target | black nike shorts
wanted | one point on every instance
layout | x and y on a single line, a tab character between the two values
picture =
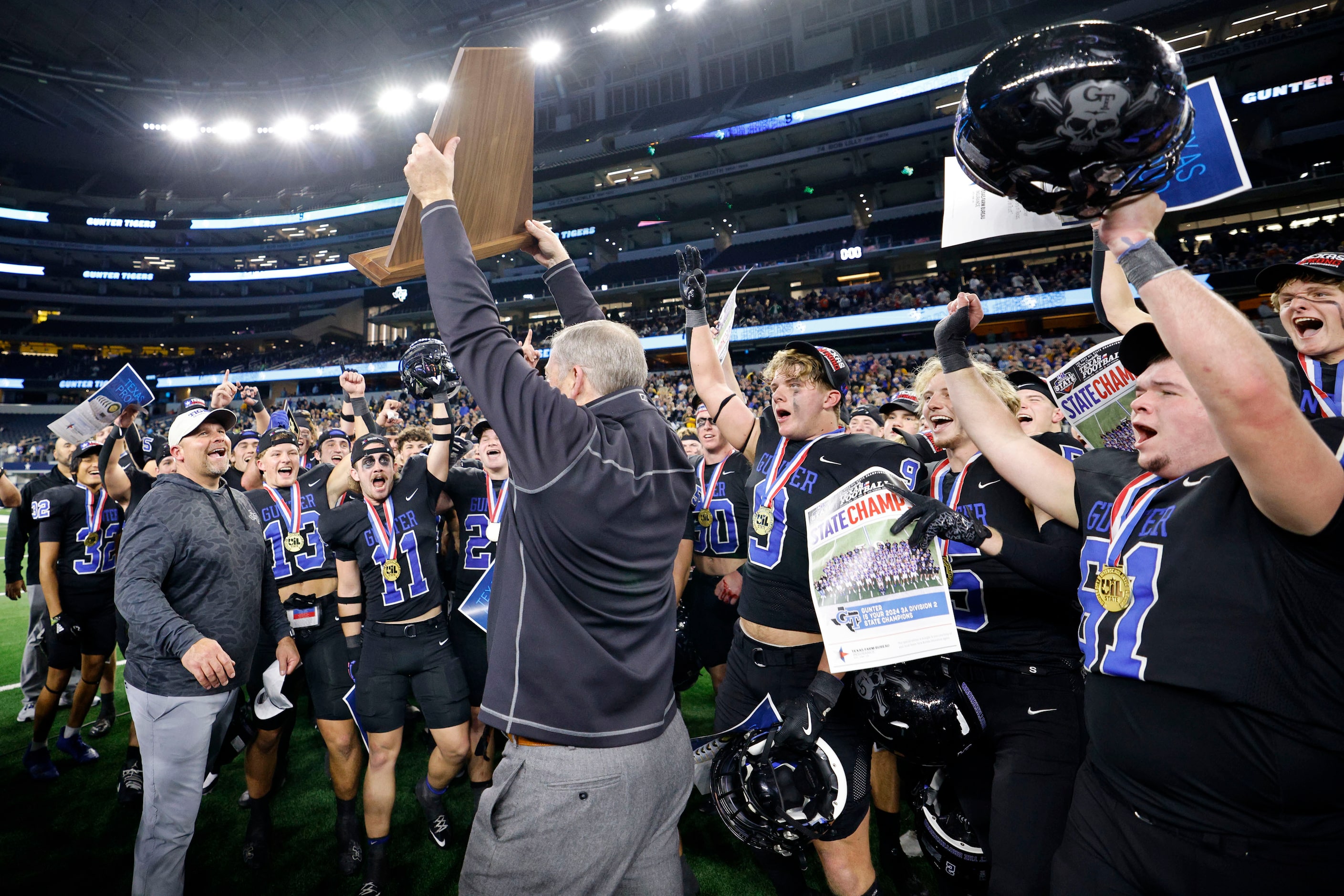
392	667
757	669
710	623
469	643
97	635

* * *

▸ **ACTION ITEM**: Print all of the material exactly. Omit pictures.

▸ **SOLUTION**:
target | black nike shorts
wanted | one point on every instance
layout | x and y on a single line, a tab character between the two values
picture =
392	667
757	669
710	623
469	643
97	635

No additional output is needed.